• **ASSIGNMENT**
A faithful, complete copy of the entries is the sole expected answer.

Natural-language object grounding data
>>>>>

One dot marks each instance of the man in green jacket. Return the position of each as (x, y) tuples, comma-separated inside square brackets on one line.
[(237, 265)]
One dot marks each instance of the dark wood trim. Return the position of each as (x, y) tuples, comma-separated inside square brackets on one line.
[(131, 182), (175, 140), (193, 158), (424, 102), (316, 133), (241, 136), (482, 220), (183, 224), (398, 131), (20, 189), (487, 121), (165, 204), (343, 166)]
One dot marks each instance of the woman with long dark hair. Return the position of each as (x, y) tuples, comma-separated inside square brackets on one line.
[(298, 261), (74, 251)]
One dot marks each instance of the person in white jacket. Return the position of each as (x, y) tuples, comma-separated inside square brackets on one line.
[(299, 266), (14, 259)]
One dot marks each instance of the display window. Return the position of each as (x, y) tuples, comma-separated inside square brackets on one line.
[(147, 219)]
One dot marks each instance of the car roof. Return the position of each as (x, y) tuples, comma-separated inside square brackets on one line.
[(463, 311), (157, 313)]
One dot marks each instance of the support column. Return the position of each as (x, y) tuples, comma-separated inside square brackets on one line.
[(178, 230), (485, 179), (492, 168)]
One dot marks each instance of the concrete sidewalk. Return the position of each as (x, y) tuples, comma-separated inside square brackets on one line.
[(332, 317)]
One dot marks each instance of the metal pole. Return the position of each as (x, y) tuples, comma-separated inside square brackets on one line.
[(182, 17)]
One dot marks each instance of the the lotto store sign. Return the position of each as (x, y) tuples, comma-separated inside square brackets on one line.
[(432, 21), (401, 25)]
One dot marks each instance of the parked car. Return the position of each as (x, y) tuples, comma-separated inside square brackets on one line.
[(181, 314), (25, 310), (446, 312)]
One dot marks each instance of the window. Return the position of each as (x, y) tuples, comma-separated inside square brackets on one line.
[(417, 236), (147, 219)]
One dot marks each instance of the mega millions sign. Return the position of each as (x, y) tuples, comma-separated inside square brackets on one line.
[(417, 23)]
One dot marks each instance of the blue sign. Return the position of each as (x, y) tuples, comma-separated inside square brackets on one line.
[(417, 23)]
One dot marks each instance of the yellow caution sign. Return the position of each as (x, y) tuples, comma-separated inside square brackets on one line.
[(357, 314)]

<<<<<

• **REPLY TO THE EXERCISE**
One dot marks each instance of the man in green jacket. Return the position of each as (x, y) tuples, comma-separated inside square brackets on one line.
[(237, 265)]
One dot marks each instance of the dark wood trim. Return the position of each as (x, y) tuples, comma-separated inside square brackets on one line.
[(131, 182), (175, 140), (193, 158), (424, 102), (316, 133), (241, 136), (482, 220), (183, 224), (398, 131), (20, 189), (487, 121), (165, 204), (343, 166)]
One dot marks each instance of the woman with long dark hair. Return the position of each as (x, y) tuples, comma-separated inside square brackets on one line.
[(298, 261), (74, 251)]
One dot marks each instance of the person in white jacket. Return the position of each as (x, y) tuples, comma-separated inside square brackets on one line.
[(299, 266), (14, 259)]
One dot marks each instance of the display window. Return the position of each as (x, y) tuples, comma-separated inside square brackets on one line.
[(147, 219)]
One dot marks each instance of the car roof. Return the position of each as (x, y) tuples, comma-separated inside square brackets on one line.
[(463, 311), (157, 313)]
One dot marks each instance of the support column. Return the position of each as (x, y) tuples, comma-separated inside square brackets on one line.
[(178, 230), (485, 179), (492, 168)]
One dot marks each instance of the concrete sidewalk. Return the position of each as (x, y) tuples, comma-separated inside square brackets on one line.
[(332, 317)]
One dot marks each instance of the metal pole. Return the position of each as (x, y) tuples, comma-separated inside square brackets on one line.
[(182, 17)]
One dot marks each instance of the the lotto store sign. Return the position of each as (x, y) tuples, comma-separated inside square brackets on one line.
[(432, 21), (401, 25)]
One dot marks each instance of the parked car. Return the position of each as (x, y) tuples, comma-separated inside square brackets on one line.
[(181, 314), (25, 310), (446, 312)]
One dot marks each instance of the window. Return the position of each as (x, y) tuples, comma-separated inside square brackets on one line.
[(417, 236), (147, 219)]
One dot marks each instance of the mega millions sign. Return the position of each as (x, y) tuples, comma-separated inside square brackets on one line.
[(417, 23)]
One dot marks each instance of the blue sign. Return the position of each as (x, y) tuples, comma-separated inside square brackets on one line.
[(417, 23)]
One dot marks each instance of the yellow caution sign. Return the position of each as (x, y) tuples, comma-separated inside square brackets on one line.
[(357, 314)]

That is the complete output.